What is being asked:
For the entries below, say how many lines include the word "blue" and add nothing else.

Dataset excerpts:
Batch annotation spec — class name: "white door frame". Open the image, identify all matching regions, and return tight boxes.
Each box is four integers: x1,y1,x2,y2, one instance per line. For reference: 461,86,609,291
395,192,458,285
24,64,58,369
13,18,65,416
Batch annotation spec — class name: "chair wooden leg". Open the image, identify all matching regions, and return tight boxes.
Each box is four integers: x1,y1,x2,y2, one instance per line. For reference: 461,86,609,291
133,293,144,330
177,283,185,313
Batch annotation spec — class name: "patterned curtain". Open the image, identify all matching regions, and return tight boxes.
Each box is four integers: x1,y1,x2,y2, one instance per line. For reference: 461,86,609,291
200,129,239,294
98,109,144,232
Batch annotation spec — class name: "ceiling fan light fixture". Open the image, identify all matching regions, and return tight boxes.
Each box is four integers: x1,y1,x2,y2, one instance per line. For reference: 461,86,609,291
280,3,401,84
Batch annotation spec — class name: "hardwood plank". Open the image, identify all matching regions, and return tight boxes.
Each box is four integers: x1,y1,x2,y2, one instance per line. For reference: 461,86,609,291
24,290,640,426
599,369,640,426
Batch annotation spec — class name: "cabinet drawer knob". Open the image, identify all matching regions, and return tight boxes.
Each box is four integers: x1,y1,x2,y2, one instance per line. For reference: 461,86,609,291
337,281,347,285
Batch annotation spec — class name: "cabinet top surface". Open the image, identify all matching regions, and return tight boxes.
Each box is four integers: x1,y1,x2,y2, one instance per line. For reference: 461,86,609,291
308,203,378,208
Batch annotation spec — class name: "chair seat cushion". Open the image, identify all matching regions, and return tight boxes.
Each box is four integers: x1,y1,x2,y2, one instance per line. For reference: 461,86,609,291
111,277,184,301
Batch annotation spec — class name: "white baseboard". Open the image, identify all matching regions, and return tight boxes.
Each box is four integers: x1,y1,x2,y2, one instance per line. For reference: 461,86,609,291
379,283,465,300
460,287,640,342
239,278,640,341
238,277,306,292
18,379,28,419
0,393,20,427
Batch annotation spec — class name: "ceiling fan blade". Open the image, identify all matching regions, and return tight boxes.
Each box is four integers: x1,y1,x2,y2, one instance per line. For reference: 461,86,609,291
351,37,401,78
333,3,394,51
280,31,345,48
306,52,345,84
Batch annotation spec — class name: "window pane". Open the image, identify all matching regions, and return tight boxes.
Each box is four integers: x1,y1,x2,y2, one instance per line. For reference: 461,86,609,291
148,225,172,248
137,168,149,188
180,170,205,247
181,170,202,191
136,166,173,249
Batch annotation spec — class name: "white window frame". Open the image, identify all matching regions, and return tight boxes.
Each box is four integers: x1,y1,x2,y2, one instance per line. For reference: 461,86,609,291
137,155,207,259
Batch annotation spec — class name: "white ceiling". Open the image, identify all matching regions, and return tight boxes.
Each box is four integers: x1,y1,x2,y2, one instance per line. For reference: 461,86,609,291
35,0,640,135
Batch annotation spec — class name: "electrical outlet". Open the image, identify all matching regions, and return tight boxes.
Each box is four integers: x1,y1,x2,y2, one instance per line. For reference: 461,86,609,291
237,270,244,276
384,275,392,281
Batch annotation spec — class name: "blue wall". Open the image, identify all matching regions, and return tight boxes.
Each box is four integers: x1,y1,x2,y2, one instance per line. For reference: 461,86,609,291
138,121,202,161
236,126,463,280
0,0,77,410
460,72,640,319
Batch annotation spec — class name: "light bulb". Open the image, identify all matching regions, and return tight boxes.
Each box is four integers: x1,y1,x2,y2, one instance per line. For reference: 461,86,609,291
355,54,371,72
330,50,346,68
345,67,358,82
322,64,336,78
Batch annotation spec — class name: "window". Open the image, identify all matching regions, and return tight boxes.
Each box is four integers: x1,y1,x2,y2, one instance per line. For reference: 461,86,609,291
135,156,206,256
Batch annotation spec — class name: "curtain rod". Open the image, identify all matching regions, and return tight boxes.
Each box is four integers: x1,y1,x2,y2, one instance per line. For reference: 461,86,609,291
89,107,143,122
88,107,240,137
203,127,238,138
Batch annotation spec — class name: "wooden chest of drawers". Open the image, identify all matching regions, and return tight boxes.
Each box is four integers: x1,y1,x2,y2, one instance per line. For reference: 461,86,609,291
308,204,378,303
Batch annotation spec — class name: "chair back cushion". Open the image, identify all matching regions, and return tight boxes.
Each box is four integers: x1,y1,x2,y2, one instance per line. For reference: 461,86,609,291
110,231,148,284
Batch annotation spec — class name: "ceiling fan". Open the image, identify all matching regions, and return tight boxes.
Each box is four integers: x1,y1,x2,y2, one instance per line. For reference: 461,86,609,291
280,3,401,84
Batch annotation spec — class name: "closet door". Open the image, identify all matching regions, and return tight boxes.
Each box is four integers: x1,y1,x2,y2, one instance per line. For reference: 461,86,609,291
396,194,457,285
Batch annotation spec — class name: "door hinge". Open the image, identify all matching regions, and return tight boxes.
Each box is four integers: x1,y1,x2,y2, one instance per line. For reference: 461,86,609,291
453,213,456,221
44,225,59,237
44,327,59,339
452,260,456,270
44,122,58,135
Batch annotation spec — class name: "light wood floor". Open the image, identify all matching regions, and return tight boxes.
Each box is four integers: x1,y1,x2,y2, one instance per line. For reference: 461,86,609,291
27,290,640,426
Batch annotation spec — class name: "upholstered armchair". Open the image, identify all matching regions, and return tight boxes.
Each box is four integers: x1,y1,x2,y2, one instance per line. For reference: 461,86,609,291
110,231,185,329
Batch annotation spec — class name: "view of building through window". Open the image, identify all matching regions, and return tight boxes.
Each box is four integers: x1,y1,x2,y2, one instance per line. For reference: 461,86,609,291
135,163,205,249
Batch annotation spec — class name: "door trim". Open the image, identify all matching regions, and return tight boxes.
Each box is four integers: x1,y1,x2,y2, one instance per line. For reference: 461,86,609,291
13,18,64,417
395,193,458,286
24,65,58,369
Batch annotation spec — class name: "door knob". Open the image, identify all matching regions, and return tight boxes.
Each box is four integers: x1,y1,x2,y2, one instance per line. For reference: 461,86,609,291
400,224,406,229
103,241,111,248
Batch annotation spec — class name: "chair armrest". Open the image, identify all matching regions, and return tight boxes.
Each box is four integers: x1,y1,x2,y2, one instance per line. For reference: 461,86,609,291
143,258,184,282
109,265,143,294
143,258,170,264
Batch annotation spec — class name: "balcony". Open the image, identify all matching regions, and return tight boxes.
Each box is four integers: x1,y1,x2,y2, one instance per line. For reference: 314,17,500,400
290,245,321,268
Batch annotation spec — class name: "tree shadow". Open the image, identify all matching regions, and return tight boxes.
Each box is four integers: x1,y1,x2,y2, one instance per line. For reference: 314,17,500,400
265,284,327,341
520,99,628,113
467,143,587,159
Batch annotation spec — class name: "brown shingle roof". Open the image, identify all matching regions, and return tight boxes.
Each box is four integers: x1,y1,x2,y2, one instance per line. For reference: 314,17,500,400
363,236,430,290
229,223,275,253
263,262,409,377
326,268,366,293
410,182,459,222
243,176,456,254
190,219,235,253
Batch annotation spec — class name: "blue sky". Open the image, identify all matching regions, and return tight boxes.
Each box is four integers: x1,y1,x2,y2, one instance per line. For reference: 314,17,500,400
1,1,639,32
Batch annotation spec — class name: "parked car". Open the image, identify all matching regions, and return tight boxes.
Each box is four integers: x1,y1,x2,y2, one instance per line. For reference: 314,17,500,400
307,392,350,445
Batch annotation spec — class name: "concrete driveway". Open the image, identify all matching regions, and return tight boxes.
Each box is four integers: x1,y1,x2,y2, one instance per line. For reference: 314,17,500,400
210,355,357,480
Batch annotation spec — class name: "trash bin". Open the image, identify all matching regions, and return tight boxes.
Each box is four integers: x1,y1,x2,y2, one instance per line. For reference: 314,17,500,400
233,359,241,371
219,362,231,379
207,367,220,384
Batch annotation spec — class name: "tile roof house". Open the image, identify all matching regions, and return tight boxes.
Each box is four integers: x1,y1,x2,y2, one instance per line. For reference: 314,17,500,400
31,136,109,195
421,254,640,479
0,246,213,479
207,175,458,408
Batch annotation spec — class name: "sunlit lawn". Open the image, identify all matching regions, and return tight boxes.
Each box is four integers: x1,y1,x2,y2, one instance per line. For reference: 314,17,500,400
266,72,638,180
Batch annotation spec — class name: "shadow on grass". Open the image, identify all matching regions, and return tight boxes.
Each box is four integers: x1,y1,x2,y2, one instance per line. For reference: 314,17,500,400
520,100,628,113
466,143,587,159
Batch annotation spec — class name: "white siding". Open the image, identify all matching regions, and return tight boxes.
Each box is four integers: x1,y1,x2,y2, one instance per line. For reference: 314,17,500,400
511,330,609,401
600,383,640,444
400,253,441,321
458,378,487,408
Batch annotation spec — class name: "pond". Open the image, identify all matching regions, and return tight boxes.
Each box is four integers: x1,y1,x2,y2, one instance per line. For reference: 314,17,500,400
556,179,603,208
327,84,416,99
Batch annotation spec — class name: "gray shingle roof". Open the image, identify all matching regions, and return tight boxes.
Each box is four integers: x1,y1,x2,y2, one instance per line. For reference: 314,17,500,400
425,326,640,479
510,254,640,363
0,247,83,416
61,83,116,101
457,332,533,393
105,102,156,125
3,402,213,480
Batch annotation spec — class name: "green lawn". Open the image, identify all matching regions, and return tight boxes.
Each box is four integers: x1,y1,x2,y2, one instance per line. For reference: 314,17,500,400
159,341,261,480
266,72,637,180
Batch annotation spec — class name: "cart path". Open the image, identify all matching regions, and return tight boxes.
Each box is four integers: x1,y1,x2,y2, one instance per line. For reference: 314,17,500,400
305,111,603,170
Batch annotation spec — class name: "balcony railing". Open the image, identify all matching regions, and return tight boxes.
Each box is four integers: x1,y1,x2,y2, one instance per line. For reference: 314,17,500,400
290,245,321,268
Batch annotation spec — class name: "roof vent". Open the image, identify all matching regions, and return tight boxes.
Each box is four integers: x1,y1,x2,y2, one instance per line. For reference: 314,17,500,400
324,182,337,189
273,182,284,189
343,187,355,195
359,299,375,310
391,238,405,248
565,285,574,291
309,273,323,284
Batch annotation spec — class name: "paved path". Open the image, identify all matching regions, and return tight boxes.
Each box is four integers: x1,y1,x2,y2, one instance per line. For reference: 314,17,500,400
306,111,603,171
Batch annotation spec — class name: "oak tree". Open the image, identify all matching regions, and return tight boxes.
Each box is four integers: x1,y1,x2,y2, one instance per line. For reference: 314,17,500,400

Problem solution:
2